Hmm, I wonder whether we would still need this.  IIUC it's not only about
cleanup, but also that when postcopy is involved, dst QEMU postpones doing
any of the rest in the qemu_loadvm_state_main() call.

E.g. cpu put, aka, cpu_synchronize_all_post_init(), is also done in
loadvm_postcopy_handle_run_bh() later.

IOW, I'd then expect when this patch applied we'll put cpu twice?

I think the should_send_vmdesc() part is fine, as it returns false for
postcopy anyway.  However not sure on the cpu post_init above.

> -
>      if (ret == 0) {
>          ret = qemu_file_get_error(f);
>      }
> @@ -3022,7 +3014,6 @@ int qemu_loadvm_state(QEMUFile *f)
>          }
>      }
>  
> -    qemu_loadvm_state_cleanup();
>      cpu_synchronize_all_post_init();
>  
>      return ret;
> -- 
> 2.35.3
>

Fabiano Rosas Sept. 17, 2024, 5:41 p.m. UTC | #2

Peter Xu <peterx@redhat.com> writes:

> On Fri, Sep 13, 2024 at 07:05:42PM -0300, Fabiano Rosas wrote:
>> Fix a segmentation fault in multifd when rb->receivedmap is cleared
>> too early.
>> 
>> After commit 5ef7e26bdb ("migration/multifd: solve zero page causing
>> multiple page faults"), multifd started using the rb->receivedmap
>> bitmap, which belongs to ram.c and is initialized and *freed* from the
>> ram SaveVMHandlers.
>> 
>> Multifd threads are live until migration_incoming_state_destroy(),
>> which is called after qemu_loadvm_state_cleanup(), leading to a crash
>> when accessing rb->receivedmap.
>> 
>> process_incoming_migration_co()        ...
>>   qemu_loadvm_state()                  multifd_nocomp_recv()
>>     qemu_loadvm_state_cleanup()          ramblock_recv_bitmap_set_offset()
>>       rb->receivedmap = NULL               set_bit_atomic(..., rb->receivedmap)
>>   ...
>>   migration_incoming_state_destroy()
>>     multifd_recv_cleanup()
>>       multifd_recv_terminate_threads(NULL)
>> 
>> Move the loadvm cleanup into migration_incoming_state_destroy(), after
>> multifd_recv_cleanup() to ensure multifd thread have already exited
>> when rb->receivedmap is cleared.
>> 
>> The have_listen_thread logic can now be removed because its purpose
>> was to delay cleanup until postcopy_ram_listen_thread() had finished.
>> 
>> CC: qemu-stable@nongnu.org
>> Fixes: 5ef7e26bdb ("migration/multifd: solve zero page causing multiple page faults")
>> Signed-off-by: Fabiano Rosas <farosas@suse.de>
>> ---
>>  migration/migration.c | 1 +
>>  migration/migration.h | 1 -
>>  migration/savevm.c    | 9 ---------
>>  3 files changed, 1 insertion(+), 10 deletions(-)

### JOB 1
List the source files that the diffstat in the QEMU migration patch thread reports as changed.
### JOB 2
Write the next part of the QEMU migration patch thread, picking up after its final line.

### RECORD SET
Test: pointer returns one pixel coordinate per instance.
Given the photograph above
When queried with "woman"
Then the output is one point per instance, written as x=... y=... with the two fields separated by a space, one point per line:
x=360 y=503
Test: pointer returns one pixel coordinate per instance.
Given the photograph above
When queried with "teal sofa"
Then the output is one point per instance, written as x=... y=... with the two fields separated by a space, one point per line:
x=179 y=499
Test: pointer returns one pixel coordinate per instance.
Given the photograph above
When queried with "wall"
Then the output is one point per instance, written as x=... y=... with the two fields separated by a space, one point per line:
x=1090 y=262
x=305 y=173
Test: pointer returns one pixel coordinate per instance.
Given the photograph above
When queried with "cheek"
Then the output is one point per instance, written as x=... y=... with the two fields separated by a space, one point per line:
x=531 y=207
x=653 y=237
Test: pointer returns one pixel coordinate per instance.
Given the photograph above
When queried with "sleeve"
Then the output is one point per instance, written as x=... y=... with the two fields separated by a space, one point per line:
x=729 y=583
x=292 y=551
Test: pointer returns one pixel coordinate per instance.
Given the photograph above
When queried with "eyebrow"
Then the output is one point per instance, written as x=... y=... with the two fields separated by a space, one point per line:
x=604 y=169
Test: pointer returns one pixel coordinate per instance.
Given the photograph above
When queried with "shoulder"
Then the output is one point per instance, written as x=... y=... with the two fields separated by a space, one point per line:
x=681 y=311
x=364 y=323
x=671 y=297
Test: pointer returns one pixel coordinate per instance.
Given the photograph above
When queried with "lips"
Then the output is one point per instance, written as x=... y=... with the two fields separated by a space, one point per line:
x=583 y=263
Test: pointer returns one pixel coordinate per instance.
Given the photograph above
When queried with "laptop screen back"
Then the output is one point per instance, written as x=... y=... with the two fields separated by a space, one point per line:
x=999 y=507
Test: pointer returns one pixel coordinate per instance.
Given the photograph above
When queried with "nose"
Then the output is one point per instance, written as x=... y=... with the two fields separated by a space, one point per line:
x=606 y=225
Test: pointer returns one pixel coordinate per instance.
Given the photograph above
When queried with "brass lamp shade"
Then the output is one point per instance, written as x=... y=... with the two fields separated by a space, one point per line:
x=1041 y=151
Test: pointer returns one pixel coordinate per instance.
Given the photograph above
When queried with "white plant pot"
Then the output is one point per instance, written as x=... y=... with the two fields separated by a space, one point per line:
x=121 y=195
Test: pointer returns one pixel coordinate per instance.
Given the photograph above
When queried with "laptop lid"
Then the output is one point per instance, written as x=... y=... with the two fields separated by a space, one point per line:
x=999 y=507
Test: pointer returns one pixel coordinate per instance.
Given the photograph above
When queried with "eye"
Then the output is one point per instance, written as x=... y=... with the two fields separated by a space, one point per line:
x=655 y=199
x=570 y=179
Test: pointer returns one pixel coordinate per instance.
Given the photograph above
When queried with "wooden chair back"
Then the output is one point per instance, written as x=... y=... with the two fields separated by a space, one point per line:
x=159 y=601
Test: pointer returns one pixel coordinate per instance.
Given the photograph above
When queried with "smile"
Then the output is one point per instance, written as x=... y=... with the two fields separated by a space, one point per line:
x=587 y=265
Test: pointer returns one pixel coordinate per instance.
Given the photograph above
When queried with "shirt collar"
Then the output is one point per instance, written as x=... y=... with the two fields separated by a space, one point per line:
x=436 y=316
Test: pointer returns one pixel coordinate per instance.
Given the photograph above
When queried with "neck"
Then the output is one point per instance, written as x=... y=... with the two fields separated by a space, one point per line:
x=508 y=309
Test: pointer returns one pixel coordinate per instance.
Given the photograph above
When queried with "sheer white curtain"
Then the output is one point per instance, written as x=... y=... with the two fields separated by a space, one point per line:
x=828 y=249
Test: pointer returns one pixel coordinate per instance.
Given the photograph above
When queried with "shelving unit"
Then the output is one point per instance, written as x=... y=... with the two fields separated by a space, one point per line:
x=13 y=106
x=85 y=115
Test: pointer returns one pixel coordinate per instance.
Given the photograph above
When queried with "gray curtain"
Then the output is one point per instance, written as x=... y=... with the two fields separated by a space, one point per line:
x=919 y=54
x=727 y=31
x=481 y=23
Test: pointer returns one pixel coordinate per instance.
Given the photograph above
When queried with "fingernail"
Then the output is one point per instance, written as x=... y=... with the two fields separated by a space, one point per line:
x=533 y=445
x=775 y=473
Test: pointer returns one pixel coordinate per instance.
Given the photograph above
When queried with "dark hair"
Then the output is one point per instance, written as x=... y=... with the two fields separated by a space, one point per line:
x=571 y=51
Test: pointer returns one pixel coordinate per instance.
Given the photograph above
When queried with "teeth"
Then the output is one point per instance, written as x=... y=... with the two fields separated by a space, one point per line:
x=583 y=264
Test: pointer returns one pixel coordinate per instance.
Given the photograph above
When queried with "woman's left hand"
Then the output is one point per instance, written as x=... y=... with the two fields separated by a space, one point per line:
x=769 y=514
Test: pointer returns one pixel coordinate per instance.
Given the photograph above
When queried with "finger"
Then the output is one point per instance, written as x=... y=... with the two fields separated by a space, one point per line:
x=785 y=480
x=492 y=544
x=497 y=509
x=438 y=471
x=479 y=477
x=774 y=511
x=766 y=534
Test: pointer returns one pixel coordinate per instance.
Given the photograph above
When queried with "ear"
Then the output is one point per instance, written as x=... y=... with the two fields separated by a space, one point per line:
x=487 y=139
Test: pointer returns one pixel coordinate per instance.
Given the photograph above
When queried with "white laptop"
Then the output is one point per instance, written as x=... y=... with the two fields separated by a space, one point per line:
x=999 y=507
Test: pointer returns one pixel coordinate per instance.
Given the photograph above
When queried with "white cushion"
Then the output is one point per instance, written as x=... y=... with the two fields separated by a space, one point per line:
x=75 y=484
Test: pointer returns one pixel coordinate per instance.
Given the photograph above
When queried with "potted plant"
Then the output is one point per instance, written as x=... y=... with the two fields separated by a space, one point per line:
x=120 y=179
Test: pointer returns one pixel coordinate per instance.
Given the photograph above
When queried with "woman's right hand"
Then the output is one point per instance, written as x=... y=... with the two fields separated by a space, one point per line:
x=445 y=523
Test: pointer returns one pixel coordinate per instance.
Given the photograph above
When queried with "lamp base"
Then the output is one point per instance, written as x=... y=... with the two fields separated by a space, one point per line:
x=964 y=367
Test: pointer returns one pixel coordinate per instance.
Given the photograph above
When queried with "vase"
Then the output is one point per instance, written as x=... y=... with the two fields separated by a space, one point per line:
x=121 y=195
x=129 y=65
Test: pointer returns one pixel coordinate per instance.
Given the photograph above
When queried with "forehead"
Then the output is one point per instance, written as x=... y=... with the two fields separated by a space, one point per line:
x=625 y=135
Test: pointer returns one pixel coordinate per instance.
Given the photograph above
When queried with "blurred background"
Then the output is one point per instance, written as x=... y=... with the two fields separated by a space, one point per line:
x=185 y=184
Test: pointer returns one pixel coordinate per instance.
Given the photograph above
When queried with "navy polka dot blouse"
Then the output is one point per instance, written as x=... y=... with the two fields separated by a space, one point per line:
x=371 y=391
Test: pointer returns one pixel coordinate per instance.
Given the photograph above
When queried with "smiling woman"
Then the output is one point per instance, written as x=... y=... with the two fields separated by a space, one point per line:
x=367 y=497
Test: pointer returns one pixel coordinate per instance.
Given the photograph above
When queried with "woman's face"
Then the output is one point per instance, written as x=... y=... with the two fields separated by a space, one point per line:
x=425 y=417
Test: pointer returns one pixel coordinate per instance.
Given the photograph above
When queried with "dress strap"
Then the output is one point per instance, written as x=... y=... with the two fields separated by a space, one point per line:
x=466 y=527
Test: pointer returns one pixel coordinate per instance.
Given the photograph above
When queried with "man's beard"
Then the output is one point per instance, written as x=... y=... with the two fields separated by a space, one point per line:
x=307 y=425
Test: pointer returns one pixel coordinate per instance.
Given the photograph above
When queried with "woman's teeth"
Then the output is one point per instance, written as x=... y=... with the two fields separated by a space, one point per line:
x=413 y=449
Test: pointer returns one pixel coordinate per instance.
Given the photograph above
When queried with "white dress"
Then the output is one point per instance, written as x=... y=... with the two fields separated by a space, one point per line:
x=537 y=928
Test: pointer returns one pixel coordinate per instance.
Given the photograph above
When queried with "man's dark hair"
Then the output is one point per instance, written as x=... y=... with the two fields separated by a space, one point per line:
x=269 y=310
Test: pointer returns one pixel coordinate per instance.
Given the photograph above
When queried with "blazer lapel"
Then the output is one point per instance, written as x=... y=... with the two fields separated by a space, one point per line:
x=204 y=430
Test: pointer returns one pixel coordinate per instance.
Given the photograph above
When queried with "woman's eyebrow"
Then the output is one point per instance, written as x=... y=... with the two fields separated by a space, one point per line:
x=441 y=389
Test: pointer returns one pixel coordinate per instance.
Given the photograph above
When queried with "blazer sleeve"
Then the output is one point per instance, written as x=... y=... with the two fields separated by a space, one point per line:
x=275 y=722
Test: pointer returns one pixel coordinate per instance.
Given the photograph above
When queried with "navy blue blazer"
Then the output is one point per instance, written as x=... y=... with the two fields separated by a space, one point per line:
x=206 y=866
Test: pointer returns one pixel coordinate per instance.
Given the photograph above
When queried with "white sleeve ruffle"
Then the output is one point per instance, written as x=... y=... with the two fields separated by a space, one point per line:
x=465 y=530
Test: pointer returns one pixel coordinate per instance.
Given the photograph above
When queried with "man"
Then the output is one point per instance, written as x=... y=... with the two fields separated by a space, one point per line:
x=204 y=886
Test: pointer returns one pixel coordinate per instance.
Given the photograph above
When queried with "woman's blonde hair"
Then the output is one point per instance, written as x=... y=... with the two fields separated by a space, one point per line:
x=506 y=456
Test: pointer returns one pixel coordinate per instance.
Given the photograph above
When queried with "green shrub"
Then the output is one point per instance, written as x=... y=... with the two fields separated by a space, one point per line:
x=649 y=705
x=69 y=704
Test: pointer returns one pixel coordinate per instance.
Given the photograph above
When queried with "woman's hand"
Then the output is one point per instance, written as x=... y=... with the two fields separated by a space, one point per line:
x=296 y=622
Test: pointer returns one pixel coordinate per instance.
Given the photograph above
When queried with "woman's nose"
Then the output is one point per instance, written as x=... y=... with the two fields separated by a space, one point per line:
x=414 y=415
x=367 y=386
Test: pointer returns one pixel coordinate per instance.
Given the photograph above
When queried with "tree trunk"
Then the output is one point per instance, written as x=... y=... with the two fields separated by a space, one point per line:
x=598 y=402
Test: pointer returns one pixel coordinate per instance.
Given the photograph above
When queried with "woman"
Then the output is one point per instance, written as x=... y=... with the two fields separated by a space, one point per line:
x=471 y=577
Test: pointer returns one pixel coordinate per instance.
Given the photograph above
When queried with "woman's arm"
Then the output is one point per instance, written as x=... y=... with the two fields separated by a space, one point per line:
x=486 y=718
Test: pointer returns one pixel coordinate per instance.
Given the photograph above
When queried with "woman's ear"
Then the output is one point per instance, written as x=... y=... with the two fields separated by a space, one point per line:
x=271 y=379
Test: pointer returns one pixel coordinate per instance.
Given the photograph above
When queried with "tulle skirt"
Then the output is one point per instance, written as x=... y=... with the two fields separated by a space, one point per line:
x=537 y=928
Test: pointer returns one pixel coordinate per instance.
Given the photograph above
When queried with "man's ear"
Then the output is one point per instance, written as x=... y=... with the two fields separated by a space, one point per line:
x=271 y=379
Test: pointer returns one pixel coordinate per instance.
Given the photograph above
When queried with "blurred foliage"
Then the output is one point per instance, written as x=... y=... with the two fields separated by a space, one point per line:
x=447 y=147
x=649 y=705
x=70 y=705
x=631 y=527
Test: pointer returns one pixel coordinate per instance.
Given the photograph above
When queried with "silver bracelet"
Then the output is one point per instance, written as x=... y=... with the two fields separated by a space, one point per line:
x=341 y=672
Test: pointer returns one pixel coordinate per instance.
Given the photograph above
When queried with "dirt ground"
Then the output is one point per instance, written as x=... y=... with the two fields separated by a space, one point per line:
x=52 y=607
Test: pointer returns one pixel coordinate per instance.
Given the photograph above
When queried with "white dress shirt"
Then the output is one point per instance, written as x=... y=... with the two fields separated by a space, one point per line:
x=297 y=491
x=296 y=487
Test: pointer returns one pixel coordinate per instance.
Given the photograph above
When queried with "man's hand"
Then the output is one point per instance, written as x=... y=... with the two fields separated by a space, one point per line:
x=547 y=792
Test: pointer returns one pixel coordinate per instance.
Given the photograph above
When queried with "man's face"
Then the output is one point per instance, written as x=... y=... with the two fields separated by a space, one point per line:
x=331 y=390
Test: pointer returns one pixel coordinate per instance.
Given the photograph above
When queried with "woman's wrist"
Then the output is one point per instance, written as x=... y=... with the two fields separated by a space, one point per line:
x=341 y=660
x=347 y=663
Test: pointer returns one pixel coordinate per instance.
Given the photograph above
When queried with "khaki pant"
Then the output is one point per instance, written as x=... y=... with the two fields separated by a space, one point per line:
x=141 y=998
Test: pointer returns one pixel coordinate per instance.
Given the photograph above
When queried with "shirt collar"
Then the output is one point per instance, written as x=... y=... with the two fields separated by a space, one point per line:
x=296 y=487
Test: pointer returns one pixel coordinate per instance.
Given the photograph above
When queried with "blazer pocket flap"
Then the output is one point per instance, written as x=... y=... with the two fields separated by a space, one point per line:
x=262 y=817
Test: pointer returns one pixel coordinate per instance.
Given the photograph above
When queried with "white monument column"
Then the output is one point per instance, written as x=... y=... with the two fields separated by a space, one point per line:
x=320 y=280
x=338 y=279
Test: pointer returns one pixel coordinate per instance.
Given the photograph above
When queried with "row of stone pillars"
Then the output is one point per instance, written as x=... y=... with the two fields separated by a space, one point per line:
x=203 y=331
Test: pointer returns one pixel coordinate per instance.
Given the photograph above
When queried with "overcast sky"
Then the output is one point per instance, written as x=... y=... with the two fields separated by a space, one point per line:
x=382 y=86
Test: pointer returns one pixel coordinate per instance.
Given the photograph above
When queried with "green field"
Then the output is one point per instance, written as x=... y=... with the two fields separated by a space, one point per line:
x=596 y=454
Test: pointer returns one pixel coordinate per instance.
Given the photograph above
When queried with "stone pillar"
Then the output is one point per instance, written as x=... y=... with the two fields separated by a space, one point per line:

### FINAL RESULT 1
migration/migration.c
migration/migration.h
migration/savevm.c

### FINAL RESULT 2
>> 
>> diff --git a/migration/migration.c b/migration/migration.c
>> index 3dea06d577..b190a574b1 100644
>> --- a/migration/migration.c
>> +++ b/migration/migration.c
>> @@ -378,6 +378,7 @@ void migration_incoming_state_destroy(void)
>>      struct MigrationIncomingState *mis = migration_incoming_get_current();
>>  
>>      multifd_recv_cleanup();
>> +    qemu_loadvm_state_cleanup();
>>  
>>      if (mis->to_src_file) {
>>          /* Tell source that we are done */
>> diff --git a/migration/migration.h b/migration/migration.h
>> index 38aa1402d5..20b0a5b66e 100644
>> --- a/migration/migration.h
>> +++ b/migration/migration.h
>> @@ -101,7 +101,6 @@ struct MigrationIncomingState {
>>      /* Set this when we want the fault thread to quit */
>>      bool           fault_thread_quit;
>>  
>> -    bool           have_listen_thread;
>>      QemuThread     listen_thread;
>>  
>>      /* For the kernel to send us notifications */
>> diff --git a/migration/savevm.c b/migration/savevm.c
>> index d0759694fd..532ee5e4b0 100644
>> --- a/migration/savevm.c
>> +++ b/migration/savevm.c
>> @@ -2076,10 +2076,8 @@ static void *postcopy_ram_listen_thread(void *opaque)
>>       * got a bad migration state).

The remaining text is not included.